- _Фрагмент документа_
Тот, кто думает, что буш ― это бывший американский президент, прав, причем дважды. Но это ещё и африканский лес из низкорослых деревьев с широкими кронами. И сейчас мы туда поедем на большом, зеленом и почему-то совершенно открытом джипе. Пешком в буш не ходят ― могут съесть.
Что главное в фотосафари? Терпение? Длинный объектив? Не угадали. Главное ― упрямый рейнджер, капитан джипа. Мы выбрали рыжеволосого потомка ирландцев Квентина и не ошиблись. Своего помощника Соломона (потомка зулусов, а может, и просто зулуса) Квентин усадил прямо на капот, помощницу ― девушку с книжкой, чей круг обязанностей мы не смогли постичь, ― рядом с собой. Прочие, то есть мы, разместились на приподнятых задних креслах ― этакий зрительный зал на колесах, и поехали.
Джип снабжен одеялами и пивом. В открытых джипах днём жарко, а вечером очень холодно. В открытый джип может запрыгнуть бегемот, а страус ― снести яйцо. ― А почему джип такой открытый? ― спросили мы, чтобы завязать разговор. ― Это не раздражает зверей, ― ответил Квентин, думая о чем-то своем.

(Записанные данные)
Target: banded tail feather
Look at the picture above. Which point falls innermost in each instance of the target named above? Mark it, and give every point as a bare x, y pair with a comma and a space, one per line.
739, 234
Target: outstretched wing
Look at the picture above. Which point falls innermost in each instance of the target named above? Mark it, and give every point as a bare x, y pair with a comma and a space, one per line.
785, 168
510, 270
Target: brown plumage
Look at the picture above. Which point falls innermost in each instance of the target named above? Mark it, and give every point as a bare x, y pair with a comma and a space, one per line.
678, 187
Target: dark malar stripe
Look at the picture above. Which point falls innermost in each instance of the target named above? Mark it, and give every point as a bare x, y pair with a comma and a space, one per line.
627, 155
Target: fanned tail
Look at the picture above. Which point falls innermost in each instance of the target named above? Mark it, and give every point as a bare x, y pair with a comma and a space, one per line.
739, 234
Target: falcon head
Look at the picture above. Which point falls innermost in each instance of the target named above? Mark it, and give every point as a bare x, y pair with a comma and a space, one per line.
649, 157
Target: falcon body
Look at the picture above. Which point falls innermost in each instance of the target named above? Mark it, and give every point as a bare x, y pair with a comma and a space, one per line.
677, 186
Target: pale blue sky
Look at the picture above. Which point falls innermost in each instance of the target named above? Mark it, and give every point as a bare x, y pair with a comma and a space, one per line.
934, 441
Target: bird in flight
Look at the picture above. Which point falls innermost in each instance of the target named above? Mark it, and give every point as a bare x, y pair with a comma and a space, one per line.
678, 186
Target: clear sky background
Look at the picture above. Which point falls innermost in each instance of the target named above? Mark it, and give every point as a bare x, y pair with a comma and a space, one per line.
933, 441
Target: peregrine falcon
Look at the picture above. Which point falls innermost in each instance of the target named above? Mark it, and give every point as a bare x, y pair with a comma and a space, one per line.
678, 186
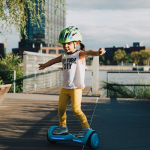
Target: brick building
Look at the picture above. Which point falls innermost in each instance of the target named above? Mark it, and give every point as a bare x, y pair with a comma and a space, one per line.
137, 46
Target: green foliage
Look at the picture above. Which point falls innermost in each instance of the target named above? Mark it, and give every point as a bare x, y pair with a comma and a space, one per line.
135, 57
12, 62
16, 12
119, 56
116, 90
141, 57
101, 59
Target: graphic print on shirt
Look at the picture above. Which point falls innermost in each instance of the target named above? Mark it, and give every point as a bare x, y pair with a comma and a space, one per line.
68, 62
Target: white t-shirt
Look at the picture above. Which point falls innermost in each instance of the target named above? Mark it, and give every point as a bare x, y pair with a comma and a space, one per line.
73, 71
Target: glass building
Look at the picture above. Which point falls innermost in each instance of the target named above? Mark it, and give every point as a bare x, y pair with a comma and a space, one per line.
48, 34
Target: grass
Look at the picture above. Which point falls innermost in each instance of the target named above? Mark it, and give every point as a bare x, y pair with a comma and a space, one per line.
116, 90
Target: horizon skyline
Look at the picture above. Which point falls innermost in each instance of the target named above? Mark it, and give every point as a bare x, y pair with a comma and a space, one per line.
105, 23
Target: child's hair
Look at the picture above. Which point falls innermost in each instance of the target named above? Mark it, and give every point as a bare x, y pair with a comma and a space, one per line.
82, 47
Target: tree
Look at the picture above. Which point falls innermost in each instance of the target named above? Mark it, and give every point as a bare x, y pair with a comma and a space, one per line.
119, 55
144, 56
101, 59
15, 12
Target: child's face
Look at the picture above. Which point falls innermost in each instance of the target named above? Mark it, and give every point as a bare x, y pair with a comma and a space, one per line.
69, 47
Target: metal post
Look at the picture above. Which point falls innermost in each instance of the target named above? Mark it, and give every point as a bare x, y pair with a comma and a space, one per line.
14, 81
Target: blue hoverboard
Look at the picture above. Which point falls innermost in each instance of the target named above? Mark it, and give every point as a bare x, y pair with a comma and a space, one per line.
91, 138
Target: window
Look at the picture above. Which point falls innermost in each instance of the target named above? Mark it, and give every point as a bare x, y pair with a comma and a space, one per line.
52, 51
60, 51
44, 51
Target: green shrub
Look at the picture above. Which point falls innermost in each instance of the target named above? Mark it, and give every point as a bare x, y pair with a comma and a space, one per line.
116, 90
12, 62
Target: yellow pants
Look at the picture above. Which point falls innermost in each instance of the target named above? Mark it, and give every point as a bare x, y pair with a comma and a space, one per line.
75, 95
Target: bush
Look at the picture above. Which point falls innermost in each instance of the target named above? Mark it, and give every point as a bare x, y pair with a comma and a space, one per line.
116, 90
12, 62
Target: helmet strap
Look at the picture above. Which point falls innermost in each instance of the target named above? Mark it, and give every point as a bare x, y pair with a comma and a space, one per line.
75, 45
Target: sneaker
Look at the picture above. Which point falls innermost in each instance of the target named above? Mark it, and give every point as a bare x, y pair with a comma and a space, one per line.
60, 130
83, 132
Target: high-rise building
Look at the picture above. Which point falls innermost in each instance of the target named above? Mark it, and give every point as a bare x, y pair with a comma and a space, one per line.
48, 34
2, 50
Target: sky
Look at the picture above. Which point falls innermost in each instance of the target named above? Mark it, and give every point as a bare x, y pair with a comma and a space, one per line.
104, 23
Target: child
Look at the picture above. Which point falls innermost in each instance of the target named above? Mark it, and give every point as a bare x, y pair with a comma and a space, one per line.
73, 62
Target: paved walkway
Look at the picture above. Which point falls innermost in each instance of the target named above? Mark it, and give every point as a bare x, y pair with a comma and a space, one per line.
122, 124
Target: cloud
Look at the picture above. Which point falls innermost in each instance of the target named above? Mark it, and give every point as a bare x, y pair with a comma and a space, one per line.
107, 4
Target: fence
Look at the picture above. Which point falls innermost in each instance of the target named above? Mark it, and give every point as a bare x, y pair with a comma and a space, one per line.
34, 78
14, 78
130, 85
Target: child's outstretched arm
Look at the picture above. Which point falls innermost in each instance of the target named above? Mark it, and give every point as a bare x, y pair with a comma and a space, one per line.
84, 54
51, 62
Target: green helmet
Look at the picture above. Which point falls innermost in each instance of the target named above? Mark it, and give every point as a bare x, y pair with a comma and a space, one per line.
70, 34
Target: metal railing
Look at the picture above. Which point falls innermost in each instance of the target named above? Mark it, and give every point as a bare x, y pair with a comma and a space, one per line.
113, 84
14, 81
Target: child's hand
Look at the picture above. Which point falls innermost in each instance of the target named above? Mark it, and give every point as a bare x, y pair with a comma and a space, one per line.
42, 66
101, 51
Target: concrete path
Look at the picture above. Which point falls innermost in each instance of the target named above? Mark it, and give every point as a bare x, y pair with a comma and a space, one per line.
122, 124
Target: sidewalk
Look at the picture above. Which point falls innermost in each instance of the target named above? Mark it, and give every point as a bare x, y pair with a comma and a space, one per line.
122, 124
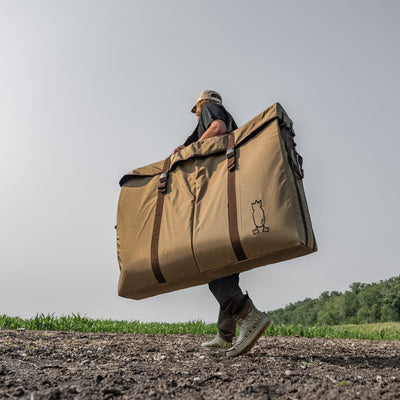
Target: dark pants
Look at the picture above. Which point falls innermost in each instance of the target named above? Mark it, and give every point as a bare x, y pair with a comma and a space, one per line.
231, 301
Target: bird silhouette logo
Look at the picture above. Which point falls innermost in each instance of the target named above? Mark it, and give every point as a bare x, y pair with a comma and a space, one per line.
259, 218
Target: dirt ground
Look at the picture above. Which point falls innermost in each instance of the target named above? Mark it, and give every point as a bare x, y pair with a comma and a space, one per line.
39, 365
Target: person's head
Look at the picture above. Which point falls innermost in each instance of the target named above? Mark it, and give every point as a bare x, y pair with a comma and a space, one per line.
206, 96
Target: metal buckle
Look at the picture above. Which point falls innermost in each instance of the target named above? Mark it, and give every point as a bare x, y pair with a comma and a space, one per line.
164, 177
230, 152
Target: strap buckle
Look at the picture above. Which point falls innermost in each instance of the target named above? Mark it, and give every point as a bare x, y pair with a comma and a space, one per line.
230, 152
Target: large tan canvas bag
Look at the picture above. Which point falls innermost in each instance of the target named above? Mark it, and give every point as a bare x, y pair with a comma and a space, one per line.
224, 205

- _Рабочее задание_
Кого, согласно отрывку о фотосафари, Квентин усадил прямо на капот джипа? Приведенные строки для работы не требуются.

- _Письменный ответ_
Своего помощника Соломона.